## Exercise
Transcribe the listing below word for word.

## Provided material

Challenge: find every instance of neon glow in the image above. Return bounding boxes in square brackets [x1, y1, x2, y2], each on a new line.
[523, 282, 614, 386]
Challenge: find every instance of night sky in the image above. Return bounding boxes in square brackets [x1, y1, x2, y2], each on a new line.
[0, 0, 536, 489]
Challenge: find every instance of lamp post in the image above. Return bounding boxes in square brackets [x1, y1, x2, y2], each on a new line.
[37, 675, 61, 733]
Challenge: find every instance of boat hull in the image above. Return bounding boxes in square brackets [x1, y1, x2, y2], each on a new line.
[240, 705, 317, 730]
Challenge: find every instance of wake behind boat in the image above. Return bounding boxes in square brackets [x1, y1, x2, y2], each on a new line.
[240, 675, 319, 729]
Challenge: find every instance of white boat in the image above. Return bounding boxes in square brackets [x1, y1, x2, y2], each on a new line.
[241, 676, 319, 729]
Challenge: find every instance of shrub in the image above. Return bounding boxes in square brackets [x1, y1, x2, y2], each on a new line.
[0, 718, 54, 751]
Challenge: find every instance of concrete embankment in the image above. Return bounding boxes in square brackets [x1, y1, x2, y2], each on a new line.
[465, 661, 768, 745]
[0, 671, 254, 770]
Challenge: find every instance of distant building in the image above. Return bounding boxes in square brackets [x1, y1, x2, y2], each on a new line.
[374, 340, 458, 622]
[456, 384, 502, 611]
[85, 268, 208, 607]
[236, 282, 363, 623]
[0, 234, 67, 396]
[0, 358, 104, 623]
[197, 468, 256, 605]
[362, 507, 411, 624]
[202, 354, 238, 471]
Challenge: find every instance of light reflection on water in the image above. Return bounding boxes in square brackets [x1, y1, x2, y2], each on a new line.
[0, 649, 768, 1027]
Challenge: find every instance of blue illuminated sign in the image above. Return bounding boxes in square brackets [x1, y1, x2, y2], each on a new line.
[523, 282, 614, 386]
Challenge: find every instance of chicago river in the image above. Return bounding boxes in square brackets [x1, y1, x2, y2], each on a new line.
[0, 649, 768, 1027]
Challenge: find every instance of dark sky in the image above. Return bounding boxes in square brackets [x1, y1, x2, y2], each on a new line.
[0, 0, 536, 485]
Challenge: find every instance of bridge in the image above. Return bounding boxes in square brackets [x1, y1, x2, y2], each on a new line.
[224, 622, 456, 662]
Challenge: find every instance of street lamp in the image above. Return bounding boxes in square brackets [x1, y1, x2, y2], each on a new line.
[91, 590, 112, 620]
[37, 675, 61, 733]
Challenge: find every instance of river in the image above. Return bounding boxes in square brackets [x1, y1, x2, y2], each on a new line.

## Task solution
Challenge: find every instance of neon glow in the image above. Return bounding boxes in square brackets [x1, y1, x2, y2], each on a new line.
[523, 282, 614, 386]
Challenge: find every instance of night sky in the image above. Return bounding boxes in square brackets [x1, y1, x2, y2], each on a new line.
[0, 0, 536, 489]
Challenge: find every instance of lamp post in the image above. Return bounding boxes in square brackets [x1, y1, x2, y2], each on a new line.
[37, 675, 61, 733]
Challenge: find every instance of boat hull in the image above. Return bounding boxes in square brackets [x1, y1, x2, y2], each on a new line.
[240, 705, 317, 730]
Challenge: find every instance of wake behind boat in the image above. Return bounding boxes in square brackets [x1, y1, x2, y2], each on a new line.
[240, 675, 319, 729]
Challenge: find every instance of white boat in the image above. Return bounding boxes in square brackets [x1, y1, x2, y2], each on a new line.
[241, 676, 319, 729]
Challenge: find every instance of shrub in the image above. Return bounding boxes in square brackets [x1, y1, x2, y2], each on a new line.
[0, 718, 54, 751]
Challenge: find every instance of concrete embankment in the image above. Return bounding boxes in square brackets [x1, y1, x2, y2], each on a new line.
[465, 661, 768, 745]
[0, 671, 254, 770]
Challenge: find every instance of distant building in the image above. Return bounding boxes in square brackets [x1, y1, x2, y2], each on a new line.
[374, 340, 458, 622]
[456, 384, 502, 611]
[85, 268, 208, 607]
[236, 282, 363, 623]
[0, 234, 67, 396]
[0, 358, 104, 623]
[197, 468, 256, 605]
[362, 507, 411, 624]
[202, 354, 238, 471]
Challenge: find every instance of light reflection on water in the image above. Return bounding boxes in square brackets [x1, y1, x2, y2], each on a new line.
[0, 649, 768, 1027]
Challenge: find every instance of blue illuminated sign in the image above. Return bounding boxes in square brackets [x1, y1, x2, y2], each on a new line.
[523, 282, 614, 386]
Challenge: find every instance of chicago river in the image above. Return bounding boxes in square brackets [x1, y1, x2, y2], each on a new line.
[0, 649, 768, 1027]
Challenge: find every instance of dark sky in the image above. Return bounding boxes in square brackets [x1, y1, x2, y2], each on a new line.
[0, 0, 536, 485]
Challenge: find every instance of bridge in the image above. Return bounding boxes in square brackets [x1, y1, x2, y2], each on a new line.
[224, 622, 456, 662]
Challenge: find every instance of street lamp in the image above. Return bounding boxes in square brackets [x1, y1, x2, y2], each on a new line.
[91, 590, 112, 620]
[37, 675, 61, 733]
Challenge: find every instance of river in the image above. Return bounding boxes in square brackets [x1, y1, x2, y2], each on a new line.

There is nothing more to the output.